*What you have to do:* Every line from the one with "Target: palm tree" to the final line of the listing below should be repeated exactly, and only those.

*Records for this task:*
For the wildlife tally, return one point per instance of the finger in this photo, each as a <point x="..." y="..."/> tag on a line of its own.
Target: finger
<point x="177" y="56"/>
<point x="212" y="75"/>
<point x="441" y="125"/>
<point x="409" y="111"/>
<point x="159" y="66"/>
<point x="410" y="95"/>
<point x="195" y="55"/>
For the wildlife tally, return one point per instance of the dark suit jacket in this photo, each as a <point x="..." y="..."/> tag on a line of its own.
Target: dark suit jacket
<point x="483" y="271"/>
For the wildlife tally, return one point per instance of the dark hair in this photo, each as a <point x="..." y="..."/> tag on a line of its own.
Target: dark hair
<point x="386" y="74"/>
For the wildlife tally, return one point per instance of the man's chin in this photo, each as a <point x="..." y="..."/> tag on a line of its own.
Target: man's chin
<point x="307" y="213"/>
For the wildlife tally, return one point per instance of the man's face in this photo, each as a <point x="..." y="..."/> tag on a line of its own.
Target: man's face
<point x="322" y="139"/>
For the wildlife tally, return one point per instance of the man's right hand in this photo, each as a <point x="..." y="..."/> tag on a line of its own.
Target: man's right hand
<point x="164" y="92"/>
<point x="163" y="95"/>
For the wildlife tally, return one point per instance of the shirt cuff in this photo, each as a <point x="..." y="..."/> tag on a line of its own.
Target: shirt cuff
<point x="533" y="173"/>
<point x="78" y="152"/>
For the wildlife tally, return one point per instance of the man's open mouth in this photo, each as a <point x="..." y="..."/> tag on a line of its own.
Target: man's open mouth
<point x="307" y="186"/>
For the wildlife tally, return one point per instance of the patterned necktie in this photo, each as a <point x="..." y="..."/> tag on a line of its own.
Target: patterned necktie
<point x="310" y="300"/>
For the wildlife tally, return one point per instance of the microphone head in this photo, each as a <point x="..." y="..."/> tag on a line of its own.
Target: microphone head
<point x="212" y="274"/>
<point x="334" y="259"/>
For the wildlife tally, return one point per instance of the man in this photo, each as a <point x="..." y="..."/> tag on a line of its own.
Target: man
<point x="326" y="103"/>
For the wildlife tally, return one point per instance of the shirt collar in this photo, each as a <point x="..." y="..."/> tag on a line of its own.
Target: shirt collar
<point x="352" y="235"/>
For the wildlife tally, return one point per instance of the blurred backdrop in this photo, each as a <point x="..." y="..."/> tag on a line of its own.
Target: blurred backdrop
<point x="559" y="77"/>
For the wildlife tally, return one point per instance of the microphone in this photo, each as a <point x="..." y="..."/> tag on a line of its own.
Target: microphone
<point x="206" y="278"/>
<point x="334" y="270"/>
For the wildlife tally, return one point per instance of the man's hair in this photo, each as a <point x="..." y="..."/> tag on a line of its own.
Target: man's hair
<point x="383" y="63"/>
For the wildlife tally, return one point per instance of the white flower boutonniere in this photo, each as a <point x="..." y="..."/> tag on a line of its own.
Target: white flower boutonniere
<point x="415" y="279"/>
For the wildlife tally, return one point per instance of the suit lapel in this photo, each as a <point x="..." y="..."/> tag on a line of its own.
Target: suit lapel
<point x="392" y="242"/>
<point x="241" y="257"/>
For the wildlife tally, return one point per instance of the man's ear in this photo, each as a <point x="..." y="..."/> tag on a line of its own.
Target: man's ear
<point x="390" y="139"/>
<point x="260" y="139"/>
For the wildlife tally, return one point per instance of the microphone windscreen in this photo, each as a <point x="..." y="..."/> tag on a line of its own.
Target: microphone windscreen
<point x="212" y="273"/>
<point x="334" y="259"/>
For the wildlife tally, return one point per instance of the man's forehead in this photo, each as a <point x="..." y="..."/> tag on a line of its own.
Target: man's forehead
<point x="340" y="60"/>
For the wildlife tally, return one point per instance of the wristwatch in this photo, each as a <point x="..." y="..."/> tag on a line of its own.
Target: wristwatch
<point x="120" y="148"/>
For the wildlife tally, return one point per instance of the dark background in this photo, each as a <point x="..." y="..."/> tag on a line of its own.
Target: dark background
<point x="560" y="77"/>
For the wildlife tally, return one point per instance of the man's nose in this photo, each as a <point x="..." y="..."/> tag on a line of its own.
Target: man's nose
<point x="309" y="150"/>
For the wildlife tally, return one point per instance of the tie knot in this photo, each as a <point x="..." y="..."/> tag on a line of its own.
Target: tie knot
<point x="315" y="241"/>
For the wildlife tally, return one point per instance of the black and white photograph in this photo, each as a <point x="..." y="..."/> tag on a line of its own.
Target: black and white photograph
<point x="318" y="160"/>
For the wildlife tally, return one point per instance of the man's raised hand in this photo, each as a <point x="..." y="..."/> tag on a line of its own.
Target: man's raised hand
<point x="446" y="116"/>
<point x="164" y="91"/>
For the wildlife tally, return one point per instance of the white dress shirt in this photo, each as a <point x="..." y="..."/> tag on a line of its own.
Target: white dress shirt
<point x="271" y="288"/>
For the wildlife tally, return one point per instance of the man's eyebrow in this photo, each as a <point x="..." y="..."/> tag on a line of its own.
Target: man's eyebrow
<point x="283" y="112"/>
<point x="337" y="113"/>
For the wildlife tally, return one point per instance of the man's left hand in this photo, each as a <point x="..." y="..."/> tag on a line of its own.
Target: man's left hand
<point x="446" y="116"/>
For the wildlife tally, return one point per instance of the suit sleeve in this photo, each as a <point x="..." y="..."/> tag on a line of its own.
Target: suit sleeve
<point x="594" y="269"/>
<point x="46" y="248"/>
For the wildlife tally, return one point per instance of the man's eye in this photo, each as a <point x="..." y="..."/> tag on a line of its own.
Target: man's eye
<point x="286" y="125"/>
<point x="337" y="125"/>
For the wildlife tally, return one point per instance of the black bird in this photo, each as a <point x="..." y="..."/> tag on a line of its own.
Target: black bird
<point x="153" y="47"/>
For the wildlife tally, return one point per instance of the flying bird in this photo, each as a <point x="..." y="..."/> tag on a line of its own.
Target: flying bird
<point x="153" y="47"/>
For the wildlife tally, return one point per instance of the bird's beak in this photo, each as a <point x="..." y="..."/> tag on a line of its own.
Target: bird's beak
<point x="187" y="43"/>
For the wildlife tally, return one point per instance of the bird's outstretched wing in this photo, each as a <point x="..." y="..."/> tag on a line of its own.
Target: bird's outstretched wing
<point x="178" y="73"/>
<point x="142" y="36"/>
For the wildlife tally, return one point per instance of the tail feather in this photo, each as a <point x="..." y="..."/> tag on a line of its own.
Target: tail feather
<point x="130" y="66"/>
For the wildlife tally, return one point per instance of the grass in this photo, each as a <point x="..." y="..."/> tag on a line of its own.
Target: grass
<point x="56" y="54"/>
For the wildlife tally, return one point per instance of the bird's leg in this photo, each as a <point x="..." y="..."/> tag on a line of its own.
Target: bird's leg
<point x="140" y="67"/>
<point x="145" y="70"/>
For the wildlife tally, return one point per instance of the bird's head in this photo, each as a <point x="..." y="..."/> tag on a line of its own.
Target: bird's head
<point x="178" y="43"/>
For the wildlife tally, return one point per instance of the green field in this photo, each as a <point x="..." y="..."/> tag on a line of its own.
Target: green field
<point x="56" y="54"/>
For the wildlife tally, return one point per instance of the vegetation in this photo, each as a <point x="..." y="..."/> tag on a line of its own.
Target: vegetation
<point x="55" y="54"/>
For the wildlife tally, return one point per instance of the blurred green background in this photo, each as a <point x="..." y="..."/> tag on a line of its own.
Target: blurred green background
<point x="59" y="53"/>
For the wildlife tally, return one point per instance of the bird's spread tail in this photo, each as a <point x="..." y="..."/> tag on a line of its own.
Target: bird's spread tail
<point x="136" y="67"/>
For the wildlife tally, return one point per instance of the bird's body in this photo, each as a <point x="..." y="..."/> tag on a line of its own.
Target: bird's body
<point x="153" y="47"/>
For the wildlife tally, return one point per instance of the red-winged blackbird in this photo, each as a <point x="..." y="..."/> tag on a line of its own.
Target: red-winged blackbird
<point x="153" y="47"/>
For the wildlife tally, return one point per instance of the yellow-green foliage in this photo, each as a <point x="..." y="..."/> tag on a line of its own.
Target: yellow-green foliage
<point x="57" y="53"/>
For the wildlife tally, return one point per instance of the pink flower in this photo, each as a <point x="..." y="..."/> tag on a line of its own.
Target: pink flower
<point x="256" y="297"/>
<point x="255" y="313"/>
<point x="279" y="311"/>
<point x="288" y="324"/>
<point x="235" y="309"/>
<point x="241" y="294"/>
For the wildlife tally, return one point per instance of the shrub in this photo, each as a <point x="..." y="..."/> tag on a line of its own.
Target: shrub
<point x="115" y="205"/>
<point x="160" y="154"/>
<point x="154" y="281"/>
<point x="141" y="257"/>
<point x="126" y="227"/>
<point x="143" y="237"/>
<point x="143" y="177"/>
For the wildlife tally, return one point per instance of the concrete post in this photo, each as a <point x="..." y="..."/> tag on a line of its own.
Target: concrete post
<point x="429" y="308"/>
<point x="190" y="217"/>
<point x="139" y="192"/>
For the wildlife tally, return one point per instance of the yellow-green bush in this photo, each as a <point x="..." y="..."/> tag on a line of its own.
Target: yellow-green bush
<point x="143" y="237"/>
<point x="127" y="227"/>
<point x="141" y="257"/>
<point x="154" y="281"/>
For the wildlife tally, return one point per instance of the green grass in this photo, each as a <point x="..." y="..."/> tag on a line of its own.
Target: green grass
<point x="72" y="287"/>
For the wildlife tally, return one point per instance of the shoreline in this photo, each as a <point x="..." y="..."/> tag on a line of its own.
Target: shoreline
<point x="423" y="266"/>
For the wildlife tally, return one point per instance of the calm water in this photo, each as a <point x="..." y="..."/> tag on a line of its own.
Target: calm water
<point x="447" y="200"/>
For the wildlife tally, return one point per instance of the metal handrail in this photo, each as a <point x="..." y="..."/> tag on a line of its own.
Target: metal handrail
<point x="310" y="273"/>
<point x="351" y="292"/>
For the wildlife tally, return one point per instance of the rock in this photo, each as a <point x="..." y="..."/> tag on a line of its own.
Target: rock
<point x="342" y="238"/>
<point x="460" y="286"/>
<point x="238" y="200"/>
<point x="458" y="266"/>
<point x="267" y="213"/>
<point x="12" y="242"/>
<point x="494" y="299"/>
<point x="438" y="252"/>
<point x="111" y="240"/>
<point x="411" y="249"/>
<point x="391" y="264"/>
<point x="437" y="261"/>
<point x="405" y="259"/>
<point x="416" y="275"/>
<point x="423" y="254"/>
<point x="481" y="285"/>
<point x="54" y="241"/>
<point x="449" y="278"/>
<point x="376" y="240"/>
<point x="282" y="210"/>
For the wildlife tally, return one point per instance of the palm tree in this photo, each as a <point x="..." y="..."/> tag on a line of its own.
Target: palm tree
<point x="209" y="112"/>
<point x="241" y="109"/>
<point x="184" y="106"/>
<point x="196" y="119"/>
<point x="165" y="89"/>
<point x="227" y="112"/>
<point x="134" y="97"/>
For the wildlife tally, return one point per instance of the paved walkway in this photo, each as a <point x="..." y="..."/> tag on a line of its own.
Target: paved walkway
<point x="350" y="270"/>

*Answer space:*
Target: palm tree
<point x="209" y="112"/>
<point x="241" y="109"/>
<point x="184" y="106"/>
<point x="196" y="119"/>
<point x="165" y="89"/>
<point x="227" y="112"/>
<point x="134" y="97"/>
For the wildlife tally, return one point per instance of the paved walkway in this photo, each as a <point x="..." y="..."/> tag on a line of its own.
Target: paved walkway
<point x="350" y="270"/>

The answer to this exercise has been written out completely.